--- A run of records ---
--

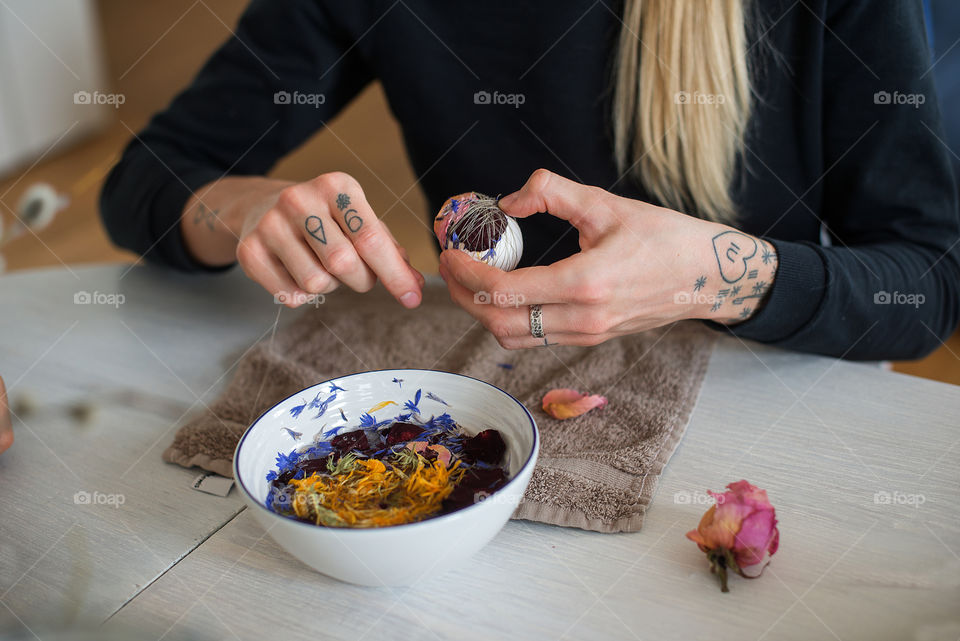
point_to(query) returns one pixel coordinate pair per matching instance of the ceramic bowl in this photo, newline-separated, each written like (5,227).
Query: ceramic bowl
(399,554)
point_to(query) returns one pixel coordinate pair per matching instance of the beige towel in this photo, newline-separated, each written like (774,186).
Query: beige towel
(596,472)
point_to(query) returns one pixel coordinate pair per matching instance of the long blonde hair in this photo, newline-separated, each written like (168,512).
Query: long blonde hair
(682,101)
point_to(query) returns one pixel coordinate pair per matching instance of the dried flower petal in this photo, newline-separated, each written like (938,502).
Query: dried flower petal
(567,403)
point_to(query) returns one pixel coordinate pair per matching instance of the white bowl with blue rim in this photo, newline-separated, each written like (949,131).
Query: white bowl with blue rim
(399,554)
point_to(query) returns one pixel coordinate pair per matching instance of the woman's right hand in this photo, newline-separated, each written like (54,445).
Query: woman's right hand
(302,239)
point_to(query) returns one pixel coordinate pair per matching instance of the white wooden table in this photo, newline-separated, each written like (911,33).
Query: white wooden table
(826,438)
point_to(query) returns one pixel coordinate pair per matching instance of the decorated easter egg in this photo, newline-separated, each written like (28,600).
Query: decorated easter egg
(475,224)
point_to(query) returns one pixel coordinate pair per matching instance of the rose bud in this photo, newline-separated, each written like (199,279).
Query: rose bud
(739,532)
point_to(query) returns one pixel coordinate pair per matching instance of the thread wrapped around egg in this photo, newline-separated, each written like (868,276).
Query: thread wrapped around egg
(475,224)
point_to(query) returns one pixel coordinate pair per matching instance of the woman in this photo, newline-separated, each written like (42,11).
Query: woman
(700,151)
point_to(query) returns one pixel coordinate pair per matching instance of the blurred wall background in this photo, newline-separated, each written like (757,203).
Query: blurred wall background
(149,50)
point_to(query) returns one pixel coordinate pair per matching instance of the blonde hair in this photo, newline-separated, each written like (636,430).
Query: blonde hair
(682,101)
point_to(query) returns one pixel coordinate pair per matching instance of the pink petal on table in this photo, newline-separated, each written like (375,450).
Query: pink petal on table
(568,403)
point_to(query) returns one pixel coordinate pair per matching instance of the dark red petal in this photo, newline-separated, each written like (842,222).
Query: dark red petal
(356,440)
(487,446)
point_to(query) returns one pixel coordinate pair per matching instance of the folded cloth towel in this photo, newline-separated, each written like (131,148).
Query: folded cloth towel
(597,471)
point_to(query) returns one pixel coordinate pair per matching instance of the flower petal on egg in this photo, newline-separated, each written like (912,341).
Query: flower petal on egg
(568,403)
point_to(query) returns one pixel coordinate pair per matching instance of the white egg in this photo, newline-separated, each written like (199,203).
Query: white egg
(507,251)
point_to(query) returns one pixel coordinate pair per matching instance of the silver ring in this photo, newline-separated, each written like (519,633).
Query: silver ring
(536,321)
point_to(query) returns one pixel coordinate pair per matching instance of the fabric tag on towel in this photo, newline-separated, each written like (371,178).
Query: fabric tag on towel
(213,484)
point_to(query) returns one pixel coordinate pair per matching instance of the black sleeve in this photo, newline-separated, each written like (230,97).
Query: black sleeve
(888,286)
(284,72)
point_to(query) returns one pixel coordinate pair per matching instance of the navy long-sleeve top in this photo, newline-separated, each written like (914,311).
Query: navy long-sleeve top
(845,139)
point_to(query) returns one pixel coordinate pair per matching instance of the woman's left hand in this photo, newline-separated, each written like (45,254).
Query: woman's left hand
(640,267)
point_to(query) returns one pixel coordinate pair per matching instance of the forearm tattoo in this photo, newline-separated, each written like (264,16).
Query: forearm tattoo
(746,269)
(351,218)
(205,216)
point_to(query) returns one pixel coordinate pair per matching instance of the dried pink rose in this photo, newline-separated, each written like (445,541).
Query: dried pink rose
(739,532)
(568,403)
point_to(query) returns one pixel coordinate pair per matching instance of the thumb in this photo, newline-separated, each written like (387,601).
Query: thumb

--

--- TASK PROMPT ---
Give every line above again exactly, with no pictures.

--- TASK OUTPUT ---
point_to(query) returns one pixel coordinate pair per matching instance of the ceramic bowl in this photo, newline-separated, each written like (5,227).
Query: ceramic bowl
(399,554)
point_to(query) returns one pixel coordinate pair per matching instance of the beige towel in this photo, newline-separated, each written like (774,186).
Query: beige towel
(596,472)
point_to(query) returns one pixel coordinate pair per matching instance of the long blonde hair in this photo, newline-separated, each written like (168,512).
Query: long blonde hair
(682,101)
point_to(query) returns one pixel coordinate pair per matching instance of the dried flower petal in this photo, newline-separated, each written like (938,502).
Query: dried flower petal
(567,403)
point_to(query) returns one pixel coordinate pair per matching instance of the white bowl with blue rim in this photo, newline-separated, each written like (949,131).
Query: white bowl with blue rim
(399,554)
point_to(query) returns one pixel coordinate pair per matching instance of the woman's right hand in this photo, newline-separated, each written like (54,445).
Query: woman's right hand
(302,239)
point_to(query) returns one pixel coordinate pair per matching instance of the white wooden table in this photo, newline-separated, each written like (911,33).
Query: white wooden table
(826,438)
point_to(query) returns one pixel coordinate pair per matching instance of the decorated easter egg in this photo, newline-separated, each written like (28,600).
Query: decorated easter egg
(475,224)
point_to(query) returns one pixel coordinate pair per matching instance of the rose bud in this photo, newline-separated, each written like (199,279).
Query: rose bud
(739,532)
point_to(query) returns one pixel coordinate pair per matching instance of the thread wrapped around egg in this photo, newline-separated, each written like (868,276).
Query: thread wrapped around egg
(475,224)
point_to(query) returns one pixel coordinate pair per matching instance of the woman in this photo, newline-separated, each written like (42,11).
Query: woman
(700,151)
point_to(query) returns one pixel coordinate pair per matching instance of the blurred wall background in this photo, newline-separated, each written like (757,203).
Query: blurred wall background
(149,50)
point_to(query) returns one pixel coordinate pair per matching instance of the blonde hair in this photo, newline-separated, each written like (636,430).
Query: blonde hair
(682,101)
point_to(query) returns one pixel coordinate pair per matching instance of the pink petal on table in this photo, newline-separated, each written like (375,450).
Query: pink petal on table
(568,403)
point_to(query) returns one pixel coordinate pair per matching instance of the dark red petal in this photo, newline-separated, each written like (842,222).
Query: dark red petal
(356,440)
(487,446)
point_to(query) returns one pixel coordinate pair per matching instance of the folded cloth towel in this photo, newline-separated, each written like (131,148).
Query: folded cloth towel
(597,471)
point_to(query) returns one pixel coordinate pair per matching instance of the flower petal on egg in this photo, newline-separated, each written like (912,341).
Query: flower petal on egg
(568,403)
point_to(query) returns one pixel coordinate pair per matching instance of the white egg in this photo, newline-separated, each written like (199,203).
Query: white egg
(507,251)
point_to(query) returns one pixel coordinate pair per matching instance of the silver ring in this photo, newline-separated, each written like (519,633).
Query: silver ring
(536,321)
point_to(query) returns one pixel coordinate pair per matching instance of the fabric tag on towel in this photo, newline-separated, each written like (371,178).
Query: fabric tag on towel
(213,484)
point_to(query) returns one pixel coordinate pair per matching instance of the black sleeve in this photo, newline-separated, each written like (230,97).
Query: black sleeve
(888,286)
(284,72)
point_to(query) returns one pixel coordinate pair per matching instance of the navy long-sleeve top in this photo, newline-separated, each written like (914,311).
Query: navy long-sleeve top
(845,139)
point_to(query) returns one pixel coordinate pair per matching instance of the woman's left hand in this photo, newline-separated, each written like (45,254).
Query: woman's left hand
(640,267)
point_to(query) returns one pixel coordinate pair per matching instance of the forearm tattoo in this photo, newline-separated, each written like (264,16).
Query: forearm tattoo
(746,269)
(351,218)
(205,216)
point_to(query) returns one pixel coordinate pair per matching instance of the dried pink rose in this photo, newline-separated, each written like (445,541).
Query: dried pink rose
(739,532)
(568,403)
point_to(query) returns one pixel coordinate pair per matching instance of the thumb in this photo, newline-separated, each written like (387,601).
Query: thumb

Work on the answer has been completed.